## Problem set:
- A) Reproduce verbatim the part of the Snap-on passage starting with "Snap-on primarily does" and going on through "commercial machinery mechanics.".
- B) Answer these questions from the Snap-on passage:
(i) What share of mechanics in the USA are independents?
(ii) What is the in-house financing option called?
(iii) Roughly how many mechanics does each van-owner service?

## Page excerpt:
Snap-on primarily does business in the USA, where the automotive mechanic market functions slightly differently to what most might expect. Roughly 80% of mechanics are independents and as such, have to provide their own tools when approaching a garage to practice their trade. The remaining 20% is split roughly 60/40 between car dealerships and commercial machinery mechanics.

Snap-on targets the independent mechanics via a unique distribution model: a fleet of vans operated by Snap-on franchisees. This represents a significant competitive advantage as it would require a lot of time and money to set up such a sales force from scratch. In effect, every Snap-on van on the road is a small, independent business, operated by someone who pays Snap-on a franchisee fee to operate the concession. In addition to the franchise fee, these operators also purchase the tools they sell out of the van from Snap-On – in many cases funding the purchase via Snap-on Credit, the in-house financing option.

Each van-owner then has an assigned route they drive weekly, selling the tools and equipment to the roughly 250 mechanics they service. Driving the route on a weekly basis is seen as an essential part of the sales strategy: not only does it build a sticky relationship between the mechanics and the Snap-on operators, it enables the operator to give real-time feedback to Snap-on to better anticipate demand. In addition, the franchisor uses this visit to collect the weekly payments on the sales they make to mechanics – a business practice successfully employed by Snap-on for several decades now. Mechanics are regular and prompt payers when it comes to their Snap-on tools, as it literally represents their livelihoods.

## Image point grounding data:
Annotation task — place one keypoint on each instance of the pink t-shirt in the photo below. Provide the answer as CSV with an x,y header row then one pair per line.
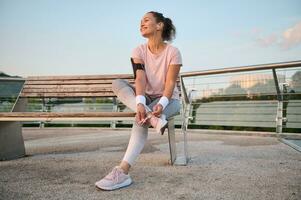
x,y
156,67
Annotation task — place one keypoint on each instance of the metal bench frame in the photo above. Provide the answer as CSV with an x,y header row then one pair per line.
x,y
11,139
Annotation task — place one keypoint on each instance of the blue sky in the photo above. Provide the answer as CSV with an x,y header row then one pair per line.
x,y
64,37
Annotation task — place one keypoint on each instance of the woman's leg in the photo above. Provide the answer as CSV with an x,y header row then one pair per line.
x,y
137,141
126,94
172,109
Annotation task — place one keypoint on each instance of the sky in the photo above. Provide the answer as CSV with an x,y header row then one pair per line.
x,y
89,37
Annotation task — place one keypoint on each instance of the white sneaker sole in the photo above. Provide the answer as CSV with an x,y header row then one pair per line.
x,y
125,183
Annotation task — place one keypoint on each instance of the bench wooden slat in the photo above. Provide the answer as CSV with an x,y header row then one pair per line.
x,y
69,82
26,86
66,114
82,77
59,116
67,90
53,95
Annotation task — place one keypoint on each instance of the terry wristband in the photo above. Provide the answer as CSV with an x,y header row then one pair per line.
x,y
163,101
140,99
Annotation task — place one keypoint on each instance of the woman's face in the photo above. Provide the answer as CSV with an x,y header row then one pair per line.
x,y
149,26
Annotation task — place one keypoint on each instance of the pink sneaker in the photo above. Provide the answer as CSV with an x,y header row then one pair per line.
x,y
159,123
114,180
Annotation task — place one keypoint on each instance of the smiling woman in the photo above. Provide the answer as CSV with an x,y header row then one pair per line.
x,y
155,98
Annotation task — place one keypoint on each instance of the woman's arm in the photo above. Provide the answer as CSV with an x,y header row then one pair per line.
x,y
140,83
171,79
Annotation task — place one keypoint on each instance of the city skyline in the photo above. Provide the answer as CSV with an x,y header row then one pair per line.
x,y
97,37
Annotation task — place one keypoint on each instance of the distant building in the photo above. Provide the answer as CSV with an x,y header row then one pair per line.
x,y
247,81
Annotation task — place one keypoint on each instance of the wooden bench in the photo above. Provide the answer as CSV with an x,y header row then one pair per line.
x,y
45,87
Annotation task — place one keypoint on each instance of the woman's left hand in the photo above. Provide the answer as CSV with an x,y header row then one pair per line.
x,y
157,110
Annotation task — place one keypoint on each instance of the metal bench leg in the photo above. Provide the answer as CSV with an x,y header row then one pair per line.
x,y
11,141
172,141
174,159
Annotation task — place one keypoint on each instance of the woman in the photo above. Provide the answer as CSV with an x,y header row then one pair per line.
x,y
155,98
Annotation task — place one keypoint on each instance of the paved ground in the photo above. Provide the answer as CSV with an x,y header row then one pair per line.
x,y
65,163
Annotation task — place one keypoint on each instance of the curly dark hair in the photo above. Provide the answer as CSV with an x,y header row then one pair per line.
x,y
169,30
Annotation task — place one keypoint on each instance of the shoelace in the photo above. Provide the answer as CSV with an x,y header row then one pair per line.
x,y
114,175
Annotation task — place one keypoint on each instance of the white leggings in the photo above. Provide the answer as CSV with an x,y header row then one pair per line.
x,y
126,94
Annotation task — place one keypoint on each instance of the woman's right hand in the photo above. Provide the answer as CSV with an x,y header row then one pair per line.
x,y
141,113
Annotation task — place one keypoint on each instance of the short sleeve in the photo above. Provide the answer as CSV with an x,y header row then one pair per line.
x,y
137,53
176,58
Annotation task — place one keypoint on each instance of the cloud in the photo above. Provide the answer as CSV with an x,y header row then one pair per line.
x,y
291,37
267,41
288,39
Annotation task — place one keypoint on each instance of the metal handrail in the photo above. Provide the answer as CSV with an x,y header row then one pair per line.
x,y
243,68
271,66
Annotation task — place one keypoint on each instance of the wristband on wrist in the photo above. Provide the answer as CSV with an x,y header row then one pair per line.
x,y
140,99
163,101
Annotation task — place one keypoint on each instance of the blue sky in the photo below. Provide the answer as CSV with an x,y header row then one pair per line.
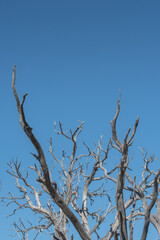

## Answer section:
- A)
Snap-on primarily does business in the USA, where the automotive mechanic market functions slightly differently to what most might expect. Roughly 80% of mechanics are independents and as such, have to provide their own tools when approaching a garage to practice their trade. The remaining 20% is split roughly 60/40 between car dealerships and commercial machinery mechanics.

- B)
(i) Roughly 80%
(ii) Snap-on Credit
(iii) Roughly 250